▶ **RECORDS SHOWN**:
*-*-*

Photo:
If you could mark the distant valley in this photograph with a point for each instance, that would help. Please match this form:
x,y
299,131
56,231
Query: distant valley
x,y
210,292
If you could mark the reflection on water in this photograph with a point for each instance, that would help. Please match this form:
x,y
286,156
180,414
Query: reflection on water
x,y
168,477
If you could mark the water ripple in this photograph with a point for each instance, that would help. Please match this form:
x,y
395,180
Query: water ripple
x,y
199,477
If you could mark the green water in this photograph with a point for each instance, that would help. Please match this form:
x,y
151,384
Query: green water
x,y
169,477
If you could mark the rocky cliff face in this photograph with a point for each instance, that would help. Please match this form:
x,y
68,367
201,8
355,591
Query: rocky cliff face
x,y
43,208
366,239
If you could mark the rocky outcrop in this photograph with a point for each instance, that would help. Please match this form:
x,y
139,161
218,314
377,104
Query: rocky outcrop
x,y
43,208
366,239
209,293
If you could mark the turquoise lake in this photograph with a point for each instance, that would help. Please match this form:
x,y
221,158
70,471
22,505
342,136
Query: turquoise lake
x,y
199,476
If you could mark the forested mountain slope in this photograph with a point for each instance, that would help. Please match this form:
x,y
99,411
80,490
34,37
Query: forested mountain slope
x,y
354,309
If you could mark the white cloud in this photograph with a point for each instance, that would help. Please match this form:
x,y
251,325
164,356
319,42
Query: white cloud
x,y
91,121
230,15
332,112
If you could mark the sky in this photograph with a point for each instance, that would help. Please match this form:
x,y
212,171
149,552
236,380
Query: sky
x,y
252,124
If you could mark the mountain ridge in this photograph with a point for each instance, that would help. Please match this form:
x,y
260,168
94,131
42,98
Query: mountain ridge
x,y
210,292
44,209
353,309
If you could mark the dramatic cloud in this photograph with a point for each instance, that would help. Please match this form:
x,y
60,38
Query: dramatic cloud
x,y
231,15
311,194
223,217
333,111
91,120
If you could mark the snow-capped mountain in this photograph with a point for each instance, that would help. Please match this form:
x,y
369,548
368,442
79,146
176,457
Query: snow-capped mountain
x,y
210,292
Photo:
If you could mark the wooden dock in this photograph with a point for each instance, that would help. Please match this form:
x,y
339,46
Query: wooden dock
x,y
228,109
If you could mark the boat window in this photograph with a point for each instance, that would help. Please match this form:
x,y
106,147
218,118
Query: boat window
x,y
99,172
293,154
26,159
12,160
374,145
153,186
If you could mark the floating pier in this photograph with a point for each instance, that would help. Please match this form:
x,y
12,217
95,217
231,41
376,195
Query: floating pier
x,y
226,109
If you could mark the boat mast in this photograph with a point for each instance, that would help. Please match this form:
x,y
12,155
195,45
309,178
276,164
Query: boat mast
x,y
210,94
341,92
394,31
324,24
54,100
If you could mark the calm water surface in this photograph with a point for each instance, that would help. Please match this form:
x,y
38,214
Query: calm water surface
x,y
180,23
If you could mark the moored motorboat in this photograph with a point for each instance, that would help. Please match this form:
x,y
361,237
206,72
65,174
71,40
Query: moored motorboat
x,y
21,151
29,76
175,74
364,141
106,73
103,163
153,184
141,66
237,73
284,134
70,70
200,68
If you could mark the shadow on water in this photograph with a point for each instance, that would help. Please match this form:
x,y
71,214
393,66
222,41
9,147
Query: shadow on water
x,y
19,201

*-*-*

▶ **EXERCISE BRIEF**: Repeat the data verbatim.

▶ **RESULT OF THE TASK**:
Photo:
If you could mark the distant valley in this photograph with a point for each instance, that would help. Please match this form:
x,y
299,131
56,231
Query: distant valley
x,y
210,292
If you could mark the reflection on water in this photograph with a point for each instance, that would help. Please match this form:
x,y
286,156
180,414
Query: reflection on water
x,y
168,477
If you could mark the water ripple in this photograph with a point for each instance, that would help. Please match this form:
x,y
395,180
Query: water ripple
x,y
199,477
If you could mark the green water in this photograph with a point for each instance, that would help. Please match this form:
x,y
151,384
Query: green water
x,y
169,477
If you could mark the rocky cliff face in this photograph with a point for each instance, that would help. Please match this form:
x,y
68,367
201,8
355,591
Query: rocky cliff face
x,y
43,208
366,239
If you could mark the rocky outcrop in this photograph with a point for each instance, that would help. Please match this form:
x,y
139,161
218,314
377,104
Query: rocky outcrop
x,y
43,208
366,239
209,293
If you could mark the turquoise lake in this photograph with a point for each instance, that would help. Please match this form:
x,y
221,158
70,471
22,505
342,136
Query: turquoise lake
x,y
199,476
If you could mark the forested mountain slope in this photograph with a point for each instance, that would help. Please match this form:
x,y
99,411
80,490
34,37
Query: forested mountain slope
x,y
354,309
If you could mark the white cloud in this photograph with a point for each instance, that would help. Please match this form:
x,y
251,325
164,356
319,42
Query: white cloud
x,y
91,121
230,15
332,112
If you could mark the sky in this photograph with a point for each instance, that would help. Please match this form:
x,y
212,171
149,552
236,380
Query: sky
x,y
252,124
If you could mark the mountain ridge in this photograph with a point for each instance, that would help. Please match this form:
x,y
260,168
94,131
42,98
Query: mountain ridge
x,y
210,292
44,209
353,309
If you could mark the dramatic cloud in this photograph with a point for each instance, that would help. Please match this form:
x,y
60,38
Query: dramatic cloud
x,y
231,15
311,194
223,217
333,111
91,120
If you could mark the snow-capped mountain in this photograph with a point for each instance, that would help. Please match this form:
x,y
369,548
368,442
79,146
176,457
Query: snow-capped mountain
x,y
210,292
Photo:
If you could mark the wooden dock in this photograph with a point for each instance, that would help. Please match this form:
x,y
339,46
Query: wooden dock
x,y
228,109
If you could mark the boat window in this photograph with a point for each instance, that would help. Please match this form:
x,y
106,147
218,118
Query: boat window
x,y
99,172
293,154
26,159
12,160
374,145
153,186
If you could mark the floating pier in this photograph with a point for each instance, that would help. Please match this form:
x,y
12,217
95,217
231,41
376,195
Query: floating pier
x,y
226,109
If you could mark the boat mast in this photograph with a point for each instance, that would help. Please match this form:
x,y
12,155
195,45
309,178
276,164
Query: boat mast
x,y
210,94
341,92
394,31
324,24
54,100
If you could mark the calm water surface in this photograph with a point for each instance, that would help. Please match this form:
x,y
38,214
Query: calm water surface
x,y
180,23
If you could mark the moored motorboat in this photograph with a point for each instance, that would help. Please match this form:
x,y
361,237
206,72
65,174
71,40
Query: moored motorboat
x,y
21,151
29,76
175,74
364,141
106,73
103,163
153,184
141,66
237,73
284,134
70,70
200,68
If you could mark the shadow on water in this photograph with a point for each instance, that would help. Please match this form:
x,y
71,214
393,66
222,41
9,147
Query: shadow on water
x,y
19,201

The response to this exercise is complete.